YOUR GOAL: Can you quote the records below word for word, leaving out the pictures?

──────── LISTING ────────

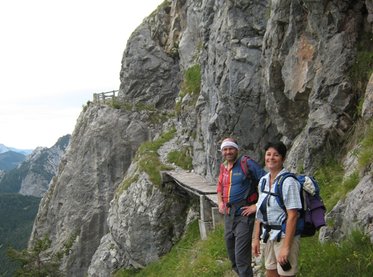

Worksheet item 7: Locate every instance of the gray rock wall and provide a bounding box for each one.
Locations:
[31,0,373,276]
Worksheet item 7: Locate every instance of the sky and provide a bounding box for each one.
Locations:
[0,0,163,149]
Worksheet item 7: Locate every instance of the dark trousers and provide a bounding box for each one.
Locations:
[224,215,255,277]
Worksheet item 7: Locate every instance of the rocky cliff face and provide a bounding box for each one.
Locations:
[30,0,373,276]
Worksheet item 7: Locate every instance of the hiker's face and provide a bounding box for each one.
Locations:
[222,144,238,162]
[265,147,284,171]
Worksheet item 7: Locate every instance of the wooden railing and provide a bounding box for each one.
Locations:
[93,90,118,104]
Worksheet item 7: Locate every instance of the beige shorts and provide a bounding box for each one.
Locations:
[264,236,300,276]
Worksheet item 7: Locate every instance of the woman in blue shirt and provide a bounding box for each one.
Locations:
[252,142,302,277]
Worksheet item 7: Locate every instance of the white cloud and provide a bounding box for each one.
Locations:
[0,0,163,149]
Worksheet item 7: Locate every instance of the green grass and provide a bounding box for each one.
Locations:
[115,221,230,277]
[297,231,373,277]
[114,222,373,277]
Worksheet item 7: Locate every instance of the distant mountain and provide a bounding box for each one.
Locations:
[0,151,26,171]
[0,193,40,277]
[0,135,71,197]
[0,143,33,156]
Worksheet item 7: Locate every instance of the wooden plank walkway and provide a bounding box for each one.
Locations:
[162,171,222,239]
[163,171,216,195]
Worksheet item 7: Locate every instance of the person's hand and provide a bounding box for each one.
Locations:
[251,238,260,257]
[241,204,256,216]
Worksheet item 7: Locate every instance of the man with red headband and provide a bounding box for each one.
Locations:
[217,138,266,277]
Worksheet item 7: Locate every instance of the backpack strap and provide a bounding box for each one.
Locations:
[259,172,297,242]
[275,172,298,212]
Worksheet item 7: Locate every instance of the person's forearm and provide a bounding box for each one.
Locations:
[252,220,260,240]
[283,210,298,249]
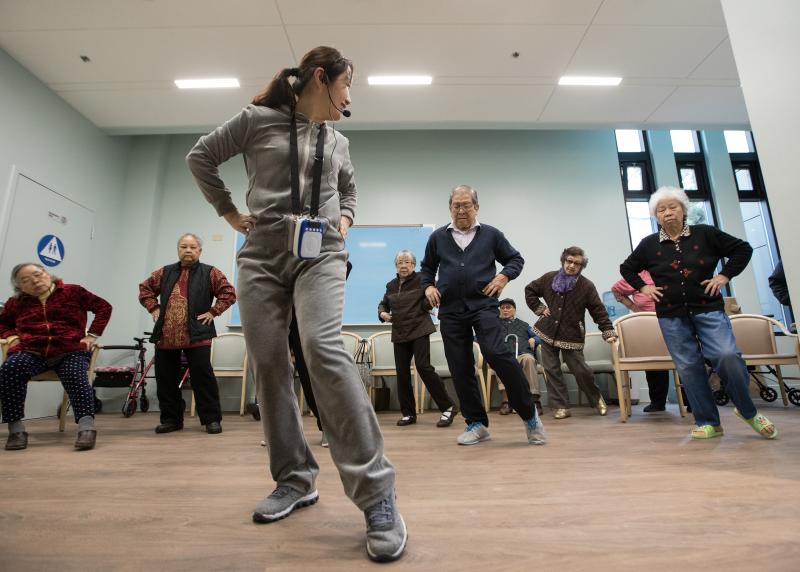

────────

SOLUTION TO THIS EXERCISE:
Worksheet item 7: Locate every instance of the gray rock wall and provide a bounding box for each one.
Locations:
[31,0,373,276]
Worksheet item 7: Locate every instance of the sky and provide a bounding box for each one.
Locations:
[0,0,163,149]
Worksheet item 7: Locate every instance of the dark trousers and provide a bounding box for each one.
Locations:
[224,215,255,277]
Worksheet item 7: Locate every instance of the rocky cliff face and provide a bounding box for each one.
Locations:
[30,0,373,276]
Worksheet item 7: Locate every instance of the hiker's face and provide a bounding box for each one.
Locations:
[222,144,238,162]
[265,147,284,171]
Worksheet item 7: Locate every instance of the wooden railing and provide a bounding box for each one.
Locations:
[93,90,118,104]
Worksheet item 7: Locate every instance of the beige shorts and provide a bounding box for each one.
Locations:
[264,236,300,276]
Worksheet item 7: Locate every instance of the woman in blue shirt and provide a bounding box for each one.
Locations:
[252,142,302,277]
Worksheet item 7: Locate every instance of the white cloud and provide a bounding box for each one.
Locations:
[0,0,163,149]
Worksheet item 7: Locate every instance of the green grass and provide a bounding box for each one.
Locations:
[115,221,230,277]
[297,231,373,277]
[114,222,373,277]
Worksheet item 7: Locate every instance of the distant mountain and provide a bounding box for each one.
Locations:
[0,151,26,171]
[0,193,40,277]
[0,135,71,197]
[0,143,33,156]
Worksheet item 7: Locate every instance of the wooden plank walkway and provide a bounding box for each one.
Locations:
[162,171,222,239]
[163,171,216,195]
Worksheet item 7: Locate every instance of the person's hand and provide a bounding box for each one.
Locations:
[251,238,260,257]
[241,204,256,216]
Worksheet item 7: Locate every instance of the man with red headband and provide a bounding box for each one.
Locations:
[217,138,266,277]
Worksheet item 7: Locate every instance of the backpack strap and provide a bounding box for each one.
Locations:
[259,172,297,242]
[275,172,298,212]
Worksheet item 7: Locate every instance of the person's forearm and provide a bounding box for each one.
Locations:
[252,220,260,240]
[283,210,298,249]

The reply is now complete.